# Dataset excerpts
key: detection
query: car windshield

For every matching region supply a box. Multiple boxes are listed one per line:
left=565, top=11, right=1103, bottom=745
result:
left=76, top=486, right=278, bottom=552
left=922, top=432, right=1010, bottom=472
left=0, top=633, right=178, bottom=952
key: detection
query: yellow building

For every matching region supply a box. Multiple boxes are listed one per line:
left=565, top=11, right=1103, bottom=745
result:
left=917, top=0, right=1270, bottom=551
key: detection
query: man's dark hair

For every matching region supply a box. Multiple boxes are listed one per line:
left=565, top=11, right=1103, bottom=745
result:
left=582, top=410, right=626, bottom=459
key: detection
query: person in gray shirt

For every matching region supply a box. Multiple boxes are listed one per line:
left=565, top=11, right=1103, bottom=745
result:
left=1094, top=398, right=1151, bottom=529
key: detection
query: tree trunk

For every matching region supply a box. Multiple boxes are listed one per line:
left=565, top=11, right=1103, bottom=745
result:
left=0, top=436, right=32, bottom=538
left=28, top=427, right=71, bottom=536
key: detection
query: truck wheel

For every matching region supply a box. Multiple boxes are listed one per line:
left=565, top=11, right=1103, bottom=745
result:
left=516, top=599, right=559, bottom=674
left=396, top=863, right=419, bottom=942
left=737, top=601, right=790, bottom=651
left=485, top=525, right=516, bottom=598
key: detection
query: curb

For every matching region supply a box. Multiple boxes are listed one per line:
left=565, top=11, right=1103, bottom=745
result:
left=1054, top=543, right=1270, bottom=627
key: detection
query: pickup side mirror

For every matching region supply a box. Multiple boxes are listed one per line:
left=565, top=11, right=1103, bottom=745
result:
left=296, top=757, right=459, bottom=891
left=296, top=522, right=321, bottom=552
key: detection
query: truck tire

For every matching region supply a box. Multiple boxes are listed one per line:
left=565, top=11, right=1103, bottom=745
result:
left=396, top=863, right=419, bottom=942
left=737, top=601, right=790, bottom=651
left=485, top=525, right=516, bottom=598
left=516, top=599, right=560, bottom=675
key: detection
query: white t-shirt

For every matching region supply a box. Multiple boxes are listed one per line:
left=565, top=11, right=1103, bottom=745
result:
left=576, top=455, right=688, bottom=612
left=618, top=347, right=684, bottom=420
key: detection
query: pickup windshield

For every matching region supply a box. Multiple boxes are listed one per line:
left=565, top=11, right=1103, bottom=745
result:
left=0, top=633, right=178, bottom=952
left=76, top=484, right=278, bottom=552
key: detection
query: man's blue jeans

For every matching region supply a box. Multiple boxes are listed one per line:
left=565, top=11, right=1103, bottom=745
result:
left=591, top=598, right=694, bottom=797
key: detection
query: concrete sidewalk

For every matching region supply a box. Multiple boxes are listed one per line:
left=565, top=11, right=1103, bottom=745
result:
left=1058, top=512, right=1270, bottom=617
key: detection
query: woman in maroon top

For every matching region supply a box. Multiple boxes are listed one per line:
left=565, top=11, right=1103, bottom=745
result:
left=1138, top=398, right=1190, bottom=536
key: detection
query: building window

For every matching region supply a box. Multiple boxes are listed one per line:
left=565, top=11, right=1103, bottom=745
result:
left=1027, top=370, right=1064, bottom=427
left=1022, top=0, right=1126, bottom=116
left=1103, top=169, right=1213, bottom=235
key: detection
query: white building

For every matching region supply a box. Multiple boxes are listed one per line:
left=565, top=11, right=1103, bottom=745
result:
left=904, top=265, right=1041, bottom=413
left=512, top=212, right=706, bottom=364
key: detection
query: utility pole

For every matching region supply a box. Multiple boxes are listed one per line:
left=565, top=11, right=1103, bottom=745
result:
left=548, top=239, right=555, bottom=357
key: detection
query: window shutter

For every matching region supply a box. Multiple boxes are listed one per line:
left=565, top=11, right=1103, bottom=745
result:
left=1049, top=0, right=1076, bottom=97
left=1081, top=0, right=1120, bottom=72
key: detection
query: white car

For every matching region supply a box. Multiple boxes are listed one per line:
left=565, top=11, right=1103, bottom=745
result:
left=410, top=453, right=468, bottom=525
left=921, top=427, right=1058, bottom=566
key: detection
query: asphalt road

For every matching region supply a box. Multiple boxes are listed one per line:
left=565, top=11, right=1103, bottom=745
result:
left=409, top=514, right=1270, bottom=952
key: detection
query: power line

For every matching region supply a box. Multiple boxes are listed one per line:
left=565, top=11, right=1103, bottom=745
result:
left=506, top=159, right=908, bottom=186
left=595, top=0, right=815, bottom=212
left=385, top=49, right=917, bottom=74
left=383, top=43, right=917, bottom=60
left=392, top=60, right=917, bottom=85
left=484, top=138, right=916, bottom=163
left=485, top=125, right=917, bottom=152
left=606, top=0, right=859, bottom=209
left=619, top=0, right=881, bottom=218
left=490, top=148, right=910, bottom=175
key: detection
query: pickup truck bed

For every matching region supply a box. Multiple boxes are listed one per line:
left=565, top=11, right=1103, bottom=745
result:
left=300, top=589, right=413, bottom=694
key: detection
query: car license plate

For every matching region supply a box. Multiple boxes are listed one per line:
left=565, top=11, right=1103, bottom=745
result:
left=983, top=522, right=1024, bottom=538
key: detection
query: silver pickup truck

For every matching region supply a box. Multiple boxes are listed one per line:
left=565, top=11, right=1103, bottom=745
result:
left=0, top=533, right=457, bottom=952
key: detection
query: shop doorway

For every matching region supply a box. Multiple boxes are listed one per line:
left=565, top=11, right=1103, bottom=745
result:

# Task prompt
Please put the lines above into a JSON list of strings, one string for each line, leaving out blank lines.

# Reply
[
  "key: detection",
  "query: car windshield",
  "For every matching region supply a box. Multiple boxes are listed one per line:",
  "left=565, top=11, right=1103, bottom=745",
  "result:",
  "left=76, top=486, right=278, bottom=552",
  "left=922, top=432, right=1010, bottom=472",
  "left=0, top=633, right=178, bottom=952",
  "key: detection",
  "query: yellow building",
  "For every matching region supply a box. Multiple boxes are listed one per line:",
  "left=565, top=11, right=1103, bottom=745",
  "result:",
  "left=917, top=0, right=1270, bottom=551",
  "key: detection",
  "query: man's dark hair",
  "For every matching region supply a box. Multiple boxes are listed one per line:",
  "left=565, top=11, right=1103, bottom=745",
  "result:",
  "left=582, top=410, right=626, bottom=459",
  "key: detection",
  "query: person in gray shirt",
  "For every matching region supply a box. Multiple boxes are listed one per line:",
  "left=565, top=11, right=1103, bottom=745",
  "result:",
  "left=1094, top=398, right=1151, bottom=529",
  "key: detection",
  "query: tree trunk",
  "For every matching region supply a box. Multiple boxes are listed one per line:",
  "left=565, top=11, right=1103, bottom=745",
  "result:",
  "left=0, top=436, right=32, bottom=538",
  "left=28, top=427, right=71, bottom=536",
  "key: detection",
  "query: truck wheel",
  "For every matching region supply a box. Multiple boxes are listed one per line:",
  "left=565, top=11, right=1103, bottom=745",
  "result:",
  "left=516, top=599, right=559, bottom=674",
  "left=396, top=863, right=419, bottom=942",
  "left=737, top=601, right=790, bottom=651",
  "left=485, top=525, right=516, bottom=598",
  "key: detection",
  "query: curb",
  "For every matching region supply a box. Multiple boxes are listed one per line:",
  "left=565, top=11, right=1103, bottom=745",
  "result:",
  "left=1054, top=543, right=1270, bottom=627",
  "key: detection",
  "query: pickup side mirror",
  "For every matching region supply a box. Multiple boxes are listed one per line:",
  "left=565, top=11, right=1103, bottom=745",
  "result:",
  "left=296, top=757, right=459, bottom=891",
  "left=296, top=522, right=321, bottom=552",
  "key: detection",
  "query: truck tire",
  "For every matching region supply a box. Multiple boxes are listed one per line:",
  "left=565, top=11, right=1103, bottom=745",
  "result:",
  "left=396, top=863, right=419, bottom=942",
  "left=737, top=601, right=790, bottom=651",
  "left=485, top=525, right=516, bottom=598",
  "left=516, top=599, right=560, bottom=675",
  "key: detection",
  "query: white t-shirt",
  "For every matching region supply a box. Multiple boxes are listed one per line:",
  "left=565, top=11, right=1103, bottom=745",
  "result:",
  "left=576, top=455, right=688, bottom=612",
  "left=618, top=347, right=684, bottom=420",
  "key: detection",
  "query: pickup windshield",
  "For every matching region supply a box. Multiple boxes are listed one per line:",
  "left=565, top=11, right=1103, bottom=745",
  "result:",
  "left=0, top=633, right=178, bottom=952",
  "left=76, top=484, right=278, bottom=552",
  "key: detection",
  "query: man's blue jeans",
  "For every matching region supply a box. Multiple boxes are listed one per line:",
  "left=565, top=11, right=1103, bottom=745",
  "result:",
  "left=591, top=598, right=694, bottom=797",
  "key: detection",
  "query: concrete sidewalk",
  "For every matching region supply a box. Multiple boxes are listed one per line:",
  "left=565, top=11, right=1103, bottom=745",
  "result:",
  "left=1058, top=512, right=1270, bottom=617",
  "key: detection",
  "query: woman in maroon top",
  "For every matching region supply a box. Multiple boxes are listed one per line:",
  "left=565, top=11, right=1103, bottom=745",
  "result:",
  "left=1138, top=398, right=1190, bottom=536",
  "key: detection",
  "query: building window",
  "For every matching region supply a box. Multiple boxes are listed one per line:",
  "left=565, top=11, right=1103, bottom=745",
  "result:",
  "left=1027, top=370, right=1064, bottom=427",
  "left=1022, top=0, right=1126, bottom=116",
  "left=1103, top=169, right=1213, bottom=235",
  "key: detection",
  "query: white building",
  "For every matching region supply a box. Multiple boxes are listed one per line:",
  "left=565, top=11, right=1103, bottom=745",
  "result:",
  "left=904, top=265, right=1041, bottom=413",
  "left=512, top=212, right=706, bottom=364",
  "key: detection",
  "query: utility pole",
  "For every matching region supply a box. Multiple boxes are listed one per line:",
  "left=565, top=11, right=1103, bottom=745",
  "result:",
  "left=548, top=239, right=555, bottom=357",
  "key: detection",
  "query: window shutter",
  "For every matching region supply a box. Multiple boxes are listed one per line:",
  "left=565, top=11, right=1103, bottom=745",
  "result:",
  "left=1049, top=0, right=1076, bottom=97",
  "left=1081, top=0, right=1120, bottom=72",
  "key: detection",
  "query: white car",
  "For every matching region supply a box. Multiple boxes are listed one per line:",
  "left=565, top=11, right=1103, bottom=745",
  "result:",
  "left=410, top=453, right=468, bottom=525",
  "left=921, top=427, right=1058, bottom=566",
  "key: detection",
  "query: asphalt road",
  "For every matching region supply a box. Multiple boxes are listed one per line:",
  "left=565, top=11, right=1103, bottom=745",
  "result:",
  "left=409, top=514, right=1270, bottom=952",
  "key: detection",
  "query: power line",
  "For every matching region supply a box. Multiple boxes are listed one per line:",
  "left=565, top=11, right=1103, bottom=745",
  "result:",
  "left=506, top=159, right=908, bottom=186",
  "left=595, top=0, right=815, bottom=212",
  "left=385, top=49, right=917, bottom=74",
  "left=383, top=43, right=917, bottom=60",
  "left=392, top=60, right=917, bottom=85",
  "left=484, top=138, right=916, bottom=163",
  "left=485, top=125, right=917, bottom=152",
  "left=606, top=0, right=859, bottom=209",
  "left=619, top=0, right=881, bottom=218",
  "left=490, top=148, right=910, bottom=175",
  "key: detection",
  "query: pickup truck bed",
  "For every matching region supply a box. Multiple boxes are listed one per line:",
  "left=565, top=11, right=1103, bottom=745",
  "result:",
  "left=300, top=589, right=413, bottom=694",
  "key: detection",
  "query: car license plate",
  "For every matching region supply a box. Multiple boxes are listed one per line:",
  "left=565, top=11, right=1103, bottom=745",
  "result:",
  "left=983, top=522, right=1024, bottom=538",
  "key: detection",
  "query: silver pickup truck",
  "For every matching region supply a box. Multiple boxes are listed one per line:",
  "left=565, top=11, right=1103, bottom=745",
  "result:",
  "left=0, top=533, right=457, bottom=952",
  "key: detection",
  "query: shop doorway",
  "For every matching region supply a box. Multiple boxes are listed one per line:",
  "left=565, top=11, right=1103, bottom=745",
  "result:"
]